— OPGAVEN —
1. Vertaal de zin "Hiervoor is een genetisch onderzoek vereist." uit het fragment over het Morquio-syndroom in het Engels.
2. Citeer uit het fragment over het Morquio-syndroom letterlijk de passage vanaf "Diagnose en onderzoeken" tot en met "een korte romp)".

— FRAGMENT UIT DOCUMENT —
○ ○ ○

Heuppijn en stijfheid zijn symptomen van type B die eerder langzaam optreden en meestal pas in de adolescentie duidelijk zijn.
Andere symptomen Andere symptomen omvatten hoogfrequent
gehoorverlies,
zwakte in de benen en/of andere afwijkingen.
Diagnose en onderzoeken
Lichamelijk onderzoek De arts voert een lichamelijk onderzoek uit waarbij hij volgende tekenen van de ziekte identificeert:
- een abnormale kromming van de wervelkolom
- een kort gestalte (vooral een korte romp)
- een troebel hoornvlies
- een vergrote lever (hepatomegalie)
- een verlies van zenuwfunctie onder de hals
- hartruis
- hernia in de lies
Diagnostisch onderzoek Een
urineonderzoek onthult een extra hoeveelheid mucopolysacchariden. De specifieke vorm van MPS valt echter niet te bepalen met een urineonderzoek. Hiervoor is een genetisch onderzoek vereist. Verder voert de arts nog een volledig
bloedonderzoek, een
echocardiografie (onderzoek van het hart door gebruik te maken van geluidsgolven), een
gehooronderzoek, een spleetlamp
oogonderzoek, een huid fibroblast cultuur en een
röntgenfoto van de lange botten, ribben en wervelkolom uit. Patiënten met het Morquio-syndroom krijgen bovendien een
MRI-onderzoek van de onderkant van de schedel en de bovenkant van de nek want soms zijn bij deze patiënten de bovenste wervels
onderontwikkeld.

○ ○ ○

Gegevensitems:
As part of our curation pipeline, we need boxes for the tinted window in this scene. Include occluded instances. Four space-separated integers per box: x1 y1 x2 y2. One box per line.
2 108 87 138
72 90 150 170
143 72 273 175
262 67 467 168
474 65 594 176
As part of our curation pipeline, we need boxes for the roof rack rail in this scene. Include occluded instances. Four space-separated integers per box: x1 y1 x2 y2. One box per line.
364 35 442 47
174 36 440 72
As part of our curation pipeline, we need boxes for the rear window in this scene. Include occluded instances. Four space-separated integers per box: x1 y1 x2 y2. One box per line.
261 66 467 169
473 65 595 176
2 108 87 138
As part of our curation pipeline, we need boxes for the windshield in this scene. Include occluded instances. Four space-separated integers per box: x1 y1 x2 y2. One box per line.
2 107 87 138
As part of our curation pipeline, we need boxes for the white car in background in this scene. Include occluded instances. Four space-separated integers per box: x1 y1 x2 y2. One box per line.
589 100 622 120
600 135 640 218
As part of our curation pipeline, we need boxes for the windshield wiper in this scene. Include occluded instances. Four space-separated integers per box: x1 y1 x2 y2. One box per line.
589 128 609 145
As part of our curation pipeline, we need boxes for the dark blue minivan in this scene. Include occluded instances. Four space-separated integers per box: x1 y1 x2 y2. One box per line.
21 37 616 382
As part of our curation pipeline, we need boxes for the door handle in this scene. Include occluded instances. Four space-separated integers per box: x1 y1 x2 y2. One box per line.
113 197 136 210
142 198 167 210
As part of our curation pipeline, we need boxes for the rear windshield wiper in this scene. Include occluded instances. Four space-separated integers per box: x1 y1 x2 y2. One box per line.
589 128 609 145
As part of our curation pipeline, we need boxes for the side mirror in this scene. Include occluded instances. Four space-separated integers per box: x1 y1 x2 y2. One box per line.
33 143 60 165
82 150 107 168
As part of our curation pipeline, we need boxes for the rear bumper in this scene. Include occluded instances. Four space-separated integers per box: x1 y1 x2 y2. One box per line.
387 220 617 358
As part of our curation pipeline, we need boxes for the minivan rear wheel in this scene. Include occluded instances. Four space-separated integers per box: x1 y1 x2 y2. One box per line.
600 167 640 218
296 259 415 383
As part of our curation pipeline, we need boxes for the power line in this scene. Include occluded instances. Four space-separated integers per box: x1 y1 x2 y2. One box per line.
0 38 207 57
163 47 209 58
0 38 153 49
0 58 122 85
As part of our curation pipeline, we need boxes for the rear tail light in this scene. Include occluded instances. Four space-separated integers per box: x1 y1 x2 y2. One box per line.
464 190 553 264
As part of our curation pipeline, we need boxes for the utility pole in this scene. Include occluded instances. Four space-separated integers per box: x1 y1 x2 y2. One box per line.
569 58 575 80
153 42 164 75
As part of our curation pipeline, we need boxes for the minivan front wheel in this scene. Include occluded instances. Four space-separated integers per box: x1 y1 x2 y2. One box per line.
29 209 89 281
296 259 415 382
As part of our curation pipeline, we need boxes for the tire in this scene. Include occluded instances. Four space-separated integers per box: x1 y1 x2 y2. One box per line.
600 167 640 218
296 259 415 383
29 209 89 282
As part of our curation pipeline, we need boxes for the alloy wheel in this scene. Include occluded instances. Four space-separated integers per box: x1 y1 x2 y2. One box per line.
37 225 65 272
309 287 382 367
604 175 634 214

○ ○ ○

— ANTWOORDEN PER OPGAVE —
1. A genetic test is required for this.

2.
Diagnose en onderzoeken
Lichamelijk onderzoek De arts voert een lichamelijk onderzoek uit waarbij hij volgende tekenen van de ziekte identificeert:
- een abnormale kromming van de wervelkolom
- een kort gestalte (vooral een korte romp)